• Written problem A: In the forum post about nlme::groupedData, why does the modified lme() call inside analyze_this() find its variables? Answer in one to three sentences.
• Written problem B: Rewrite the forum post about nlme::groupedData from "[R] [EXTERNAL] Re: bug" to "supplied data argument.", putting "given data argument" in place of "supplied data argument".
• Written problem C: Continue the forum post about nlme::groupedData from where it stops.

• Text segment:
++++++

[R] [EXTERNAL] Re: bug in Windows implementation of nlme::groupedData
John Fox
j|ox @end|ng |rom mcm@@ter@c@
Sat Jan 8 02:17:34 CET 2022
Dear Melissa,
Normally, in evaluating a formula an R modeling function follows the
scoping rules in ?formula; that is,
"A formula object has an associated environment, and this environment
(rather than the parent environment) is used by model.frame to evaluate
variables that are not found in the supplied data argument.
"Formulas created with the ~ operator use the environment in which they
were created. Formulas created with as.formula will use the env argument
for their environment."
So, for example, if the variables in the formula live in the environment
of the calling function and if the data argument isn't used, then the
variables should be found. Modifying your example a bit and calling
lme() works, for example:
------- snip -------
> analyze_this <- function(df) {
+
+ mean.x <- mean(df$age)
+ mean.y <- mean(df$height)
+ sd.x <- sd(df$age)
+ sd.y <- sd(df$height)
+
+ x <- (df$age - mean.x) / sd.x
+ y <- (df$height - mean.y) / sd.y
+ X <- model.matrix(~ x * male * black, data = df)
+ dummyID <- rep(1:2, times=c(floor(nrow(X)/2), ceiling(nrow(X)/2)))
+
+ lme(y ~ X[, -1], random= ~ 1 | dummyID)
+
+ # groupedData(y ~ X[, -1] | dummyID)
+
+ }
> analyze_this(growthIndiana)
Linear mixed-effects model fit by REML
Data: NULL
Log-restricted-likelihood: -2546.266
Fixed: y ~ X[, -1]
(Intercept) X[, -1]x X[, -1]male X[,
-1]black
-0.16086555 0.73401464 0.26303561
-0.04761425
X[, -1]x:male X[, -1]x:black X[, -1]male:black X[,
-1]x:male:black
0.27517924 -0.10318100 0.21899350
0.03048160
Random effects:
Formula: ~1 | dummyID
(Intercept) Residual
StdDev: 3.688461e-05 0.4462984
Number of Observations: 4123
Number of Groups: 2
------- snip -------
Note that model.matrix() finds x and y in the environment of
analyze_this(), and male and black in df.
But if you unquote the line groupedData(y ~ X[, -1] | dummyID), the
function fails:
------- snip -------
> analyze_this(growthIndiana)
Error in data.frame(y = y, X = X, dummyID = dummyID) :
object 'X' not found
------- snip -------
This suggests that groupedData() is doing something unusual (which I
don't have the inclination to figure out).

++++++

• Excerpted records:
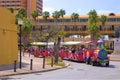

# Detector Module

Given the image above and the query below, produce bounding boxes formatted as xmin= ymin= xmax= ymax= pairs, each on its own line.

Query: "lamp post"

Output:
xmin=18 ymin=19 xmax=23 ymax=69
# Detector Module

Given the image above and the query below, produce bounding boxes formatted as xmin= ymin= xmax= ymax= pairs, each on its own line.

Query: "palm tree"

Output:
xmin=8 ymin=8 xmax=14 ymax=13
xmin=100 ymin=15 xmax=107 ymax=36
xmin=31 ymin=11 xmax=39 ymax=40
xmin=42 ymin=11 xmax=50 ymax=22
xmin=18 ymin=8 xmax=27 ymax=17
xmin=71 ymin=13 xmax=79 ymax=41
xmin=88 ymin=10 xmax=99 ymax=40
xmin=15 ymin=13 xmax=23 ymax=25
xmin=31 ymin=11 xmax=39 ymax=22
xmin=59 ymin=9 xmax=66 ymax=22
xmin=52 ymin=11 xmax=60 ymax=64
xmin=59 ymin=30 xmax=66 ymax=42
xmin=22 ymin=18 xmax=33 ymax=46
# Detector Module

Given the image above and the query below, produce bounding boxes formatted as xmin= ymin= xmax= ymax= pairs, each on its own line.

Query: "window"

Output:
xmin=78 ymin=19 xmax=88 ymax=22
xmin=73 ymin=26 xmax=79 ymax=31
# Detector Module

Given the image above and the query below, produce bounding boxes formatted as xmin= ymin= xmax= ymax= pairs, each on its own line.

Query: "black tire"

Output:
xmin=91 ymin=61 xmax=96 ymax=66
xmin=106 ymin=62 xmax=109 ymax=67
xmin=86 ymin=58 xmax=91 ymax=64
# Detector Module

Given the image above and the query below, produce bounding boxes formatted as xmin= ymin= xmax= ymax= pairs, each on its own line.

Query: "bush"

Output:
xmin=106 ymin=50 xmax=113 ymax=54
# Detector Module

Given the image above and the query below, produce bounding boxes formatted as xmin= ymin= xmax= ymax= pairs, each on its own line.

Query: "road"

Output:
xmin=0 ymin=61 xmax=120 ymax=80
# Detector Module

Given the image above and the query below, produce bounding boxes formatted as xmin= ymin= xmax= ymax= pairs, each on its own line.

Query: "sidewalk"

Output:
xmin=0 ymin=55 xmax=68 ymax=77
xmin=109 ymin=54 xmax=120 ymax=61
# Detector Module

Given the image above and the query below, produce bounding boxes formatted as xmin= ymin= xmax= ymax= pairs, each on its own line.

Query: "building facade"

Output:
xmin=0 ymin=8 xmax=18 ymax=65
xmin=35 ymin=13 xmax=120 ymax=37
xmin=0 ymin=0 xmax=43 ymax=18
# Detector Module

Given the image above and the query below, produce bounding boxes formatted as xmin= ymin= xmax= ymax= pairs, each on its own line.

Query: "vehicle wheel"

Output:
xmin=91 ymin=61 xmax=96 ymax=66
xmin=86 ymin=58 xmax=91 ymax=64
xmin=106 ymin=62 xmax=109 ymax=67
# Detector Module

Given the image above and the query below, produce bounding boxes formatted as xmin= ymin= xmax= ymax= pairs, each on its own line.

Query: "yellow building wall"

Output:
xmin=0 ymin=8 xmax=18 ymax=65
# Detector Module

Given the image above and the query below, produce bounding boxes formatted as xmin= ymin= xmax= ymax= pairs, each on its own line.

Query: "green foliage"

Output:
xmin=100 ymin=15 xmax=107 ymax=25
xmin=106 ymin=50 xmax=113 ymax=54
xmin=31 ymin=11 xmax=39 ymax=20
xmin=52 ymin=11 xmax=60 ymax=20
xmin=22 ymin=18 xmax=33 ymax=34
xmin=59 ymin=30 xmax=66 ymax=36
xmin=59 ymin=9 xmax=66 ymax=18
xmin=42 ymin=11 xmax=50 ymax=21
xmin=88 ymin=10 xmax=99 ymax=40
xmin=8 ymin=8 xmax=14 ymax=13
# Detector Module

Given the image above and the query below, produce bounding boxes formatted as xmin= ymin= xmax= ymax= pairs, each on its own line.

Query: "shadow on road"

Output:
xmin=0 ymin=63 xmax=29 ymax=71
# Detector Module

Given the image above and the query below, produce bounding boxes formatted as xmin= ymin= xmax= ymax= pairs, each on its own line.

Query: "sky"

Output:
xmin=43 ymin=0 xmax=120 ymax=15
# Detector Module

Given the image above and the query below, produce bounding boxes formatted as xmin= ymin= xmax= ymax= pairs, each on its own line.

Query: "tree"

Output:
xmin=31 ymin=11 xmax=39 ymax=22
xmin=71 ymin=13 xmax=79 ymax=41
xmin=15 ymin=13 xmax=23 ymax=25
xmin=15 ymin=8 xmax=33 ymax=46
xmin=59 ymin=9 xmax=66 ymax=22
xmin=42 ymin=11 xmax=50 ymax=22
xmin=22 ymin=18 xmax=33 ymax=46
xmin=31 ymin=11 xmax=40 ymax=39
xmin=8 ymin=8 xmax=14 ymax=13
xmin=88 ymin=10 xmax=99 ymax=40
xmin=52 ymin=11 xmax=60 ymax=64
xmin=59 ymin=30 xmax=66 ymax=42
xmin=100 ymin=15 xmax=107 ymax=36
xmin=18 ymin=8 xmax=27 ymax=17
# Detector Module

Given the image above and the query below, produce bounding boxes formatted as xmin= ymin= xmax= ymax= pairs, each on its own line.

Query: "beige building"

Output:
xmin=35 ymin=13 xmax=120 ymax=37
xmin=0 ymin=0 xmax=43 ymax=18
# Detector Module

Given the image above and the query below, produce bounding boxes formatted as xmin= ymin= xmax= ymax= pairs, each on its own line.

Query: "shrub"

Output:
xmin=106 ymin=50 xmax=113 ymax=54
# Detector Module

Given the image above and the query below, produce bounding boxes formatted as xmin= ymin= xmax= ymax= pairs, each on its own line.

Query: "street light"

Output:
xmin=18 ymin=18 xmax=23 ymax=69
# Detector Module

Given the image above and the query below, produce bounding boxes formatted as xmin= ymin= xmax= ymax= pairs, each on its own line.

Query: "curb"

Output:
xmin=110 ymin=59 xmax=120 ymax=62
xmin=0 ymin=63 xmax=70 ymax=77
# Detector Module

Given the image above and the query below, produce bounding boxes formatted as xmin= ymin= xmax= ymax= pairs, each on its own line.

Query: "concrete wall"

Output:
xmin=0 ymin=8 xmax=18 ymax=65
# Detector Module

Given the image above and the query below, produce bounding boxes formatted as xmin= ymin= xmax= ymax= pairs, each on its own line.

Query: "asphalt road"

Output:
xmin=0 ymin=61 xmax=120 ymax=80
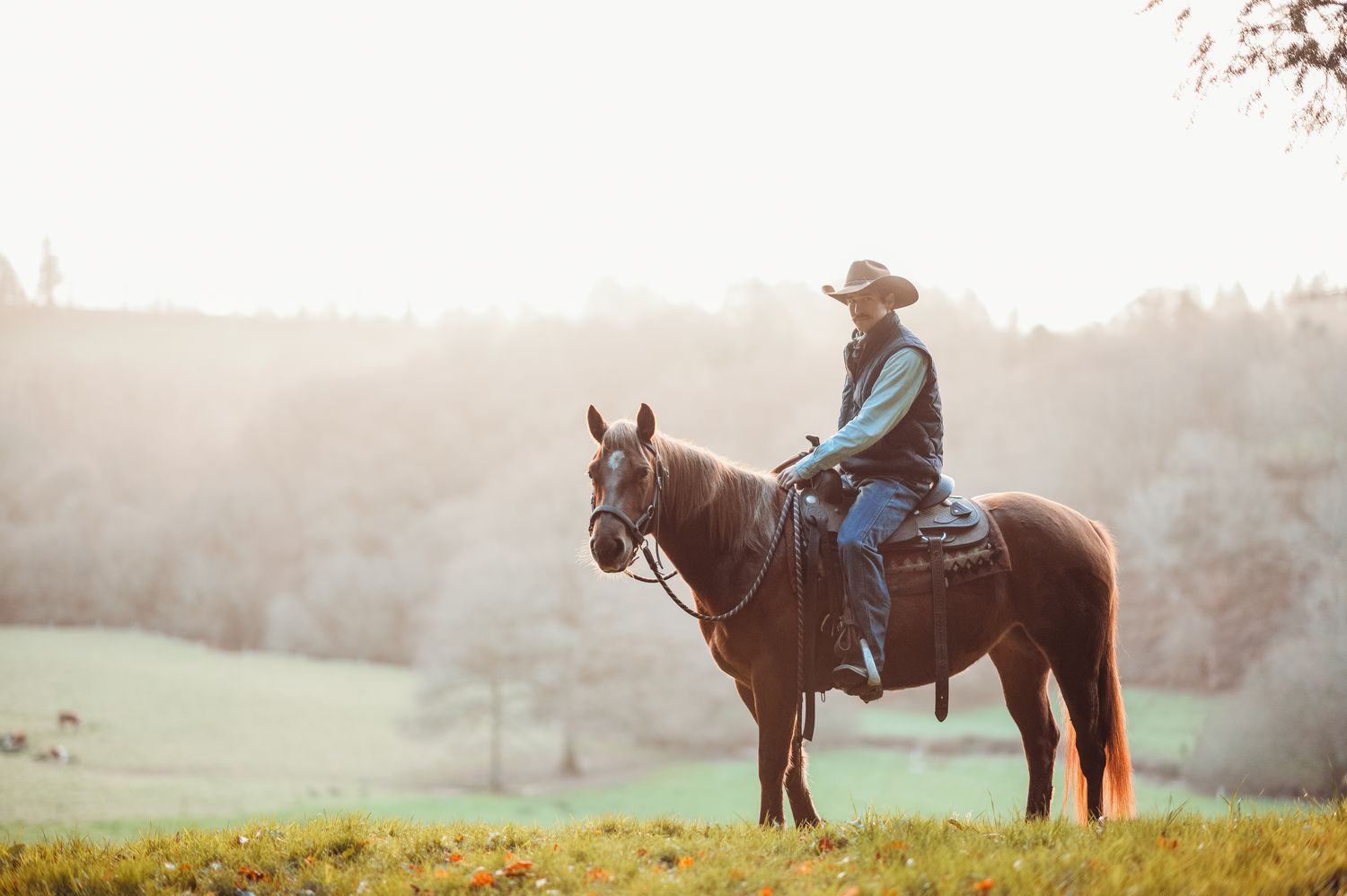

++++++

• Final result A: A formula uses the environment where it was created to look up any variables that aren't in the data argument. Here no data argument is given, and the formula is created inside analyze_this(), where y, X and dummyID live. So lme() finds them there.

• Final result B:
[R] [EXTERNAL] Re: bug in Windows implementation of nlme::groupedData
John Fox
j|ox @end|ng |rom mcm@@ter@c@
Sat Jan 8 02:17:34 CET 2022
Dear Melissa,
Normally, in evaluating a formula an R modeling function follows the
scoping rules in ?formula; that is,
"A formula object has an associated environment, and this environment
(rather than the parent environment) is used by model.frame to evaluate
variables that are not found in the given data argument.

• Final result C:
I'm not sure why one needs to manipulate the model matrix directly like
this, but I assume that there is some coherent reason or you wouldn't be
asking. Also isn't the formula for groupedData() supposed to have a
*single* covariate on the right, like y ~ x | g (where y, x, and g are
individual variables)?
Best,
John
On 2022-01-07 5:29 p.m., Key, Melissa wrote:
> John,
>
> Thanks for your response. I agree that the definition of the data frame is poor (in my defense it came directly from the demo code, but I should have checked it more thoroughly). The good news is that your comments caused me to take a closer look at where X was defined, and I found the reason I wasn't getting the same results on my Mac and PC - that error was between keyboard and chair.
>
> There is still something funny going on though (at least relative to my previous experience with how R searches environments:
>
> If X is defined in the global environment, groupedData can find it there and use it. (this is what I'm used to)
> If X is defined within a function, groupedData cannot find it, even if groupedData is called within the same function. (this seems strange to me - usually parent.frame() captures information within the function environment, or so I thought)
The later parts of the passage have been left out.